Two to four inches of snow, layer of ice expected for Durham
The National Weather Service in Raleigh predicts two to four inches of snow will blanket Durham starting late Wednesday morning, then sleet and freezing rain will take over by Wednesday night.
A winter storm warning is in effect for Durham County from 9 a.m. Wednesday to 6 p.m. Thursday, as an arctic air mass moves in from the north, combining with a low-pressure system moving northeast from the Gulf Coast into central North Carolina, also bringing up to a half-inch of ice to sidewalks and roadways.
Gov. Pat McCrory declared a State of Emergency on Tuesday to begin mobilizing crews to combat treacherous roads, clean up debris and fix downed power lines.
Steve Abbott, a spokesman for the N.C. Department of Transportation, said Orange County started brining roadsat 9 a.m. Monday, laying down a mixture of salt and water on I-85, I-40 and overpasses and bridges that would freeze first. Orange County used about 9 trucks and about 21,500 gallons of brine to prepare for the storm.

**Requirement 1**
Please decide whether each statement agrees with the Durham storm article, answering yes or no and quoting the deciding words: (a) The winter storm warning for Durham County runs until 6 p.m. Thursday. (b) The State of Emergency was declared on Monday. (c) Orange County used about 21,500 gallons of brine.
**Requirement 2**
Write the next part of the Durham storm article, picking up after its last sentence.
The entries after the Durham storm article play no part in it.

**Raw data**
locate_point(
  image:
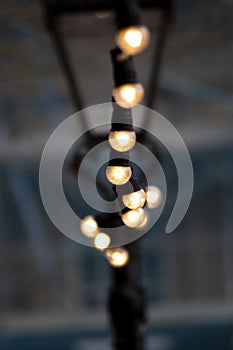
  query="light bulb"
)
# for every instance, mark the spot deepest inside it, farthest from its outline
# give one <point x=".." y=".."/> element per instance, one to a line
<point x="89" y="226"/>
<point x="128" y="95"/>
<point x="134" y="200"/>
<point x="133" y="40"/>
<point x="118" y="175"/>
<point x="144" y="222"/>
<point x="117" y="257"/>
<point x="102" y="241"/>
<point x="153" y="197"/>
<point x="133" y="218"/>
<point x="122" y="141"/>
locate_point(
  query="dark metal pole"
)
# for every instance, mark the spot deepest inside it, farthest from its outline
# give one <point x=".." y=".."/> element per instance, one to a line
<point x="126" y="303"/>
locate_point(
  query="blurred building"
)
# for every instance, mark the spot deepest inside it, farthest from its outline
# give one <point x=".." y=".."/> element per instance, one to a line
<point x="53" y="291"/>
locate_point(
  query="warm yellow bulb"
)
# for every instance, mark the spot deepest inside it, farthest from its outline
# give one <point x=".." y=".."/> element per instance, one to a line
<point x="133" y="218"/>
<point x="117" y="257"/>
<point x="134" y="200"/>
<point x="122" y="141"/>
<point x="102" y="241"/>
<point x="133" y="40"/>
<point x="89" y="226"/>
<point x="144" y="223"/>
<point x="128" y="95"/>
<point x="118" y="175"/>
<point x="153" y="197"/>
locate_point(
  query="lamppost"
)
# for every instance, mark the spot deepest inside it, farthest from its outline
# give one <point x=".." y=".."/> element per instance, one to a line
<point x="126" y="302"/>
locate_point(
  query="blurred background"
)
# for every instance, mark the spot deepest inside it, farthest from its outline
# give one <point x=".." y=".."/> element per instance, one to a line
<point x="53" y="291"/>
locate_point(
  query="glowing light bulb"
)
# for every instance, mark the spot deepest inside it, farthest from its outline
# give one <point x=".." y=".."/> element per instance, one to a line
<point x="134" y="200"/>
<point x="102" y="241"/>
<point x="133" y="218"/>
<point x="144" y="223"/>
<point x="133" y="40"/>
<point x="117" y="257"/>
<point x="122" y="141"/>
<point x="128" y="95"/>
<point x="118" y="175"/>
<point x="89" y="226"/>
<point x="153" y="197"/>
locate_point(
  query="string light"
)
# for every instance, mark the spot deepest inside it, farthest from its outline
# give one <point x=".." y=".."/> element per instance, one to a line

**Answer space 1**
(a) Yes: "from 9 a.m. Wednesday to 6 p.m. Thursday"
(b) No: "declared a State of Emergency on Tuesday"
(c) Yes: "about 21,500 gallons of brine"

**Answer space 2**
Durham’s DOT brining teams concentrated on I-85, the Durham Freeway and I-40.
As snow and ice begin to accumulate, road crews will be on standby to start spreading more salt and sand. If ice brings down trees and power lines, that may disrupt road cleanup, Abbott said.
“The advantage we’ll have in this storm that we didn’t have last time, is the temperature won’t get in the teens or go really low,” he added.
Duke Energy spokeswoman Lisa Hoffmann said the utility company has workers on standby in the Durham and Chapel Hill areas to help with downed power lines.
“Everybody’s on alert,” Hoffmann said. “We won’t mobilize anybody until we see exactly where the damage is.”
People should never go near downed power lines and should always assume they’re live, she added.
The potential for snow and ice has affected other modes of transportation. As of Tuesday evening, airlines at RDU International Airport had cancelled 20 arrivals and departures scheduled for Wednesday.
Amtrak suspended service Wednesday for the following lines: the Silver Service Train 91 and 98, the Palmetto Train 89 and 90, the Auto Train 52 and 53, and the Carolinian 79 and 80, which cuts through Durham.
Outside of Duke Hospital on Erwin Road Tuesday, Teresa Williams zipped up her white hoodie sweater, bracing herself against the cold. She is part of the housekeeping staff at the hospital, and she said she is considered essential personnel that needs to come in during inclement weather.
“I’m just hoping we don’t have any power outages,” Williams said.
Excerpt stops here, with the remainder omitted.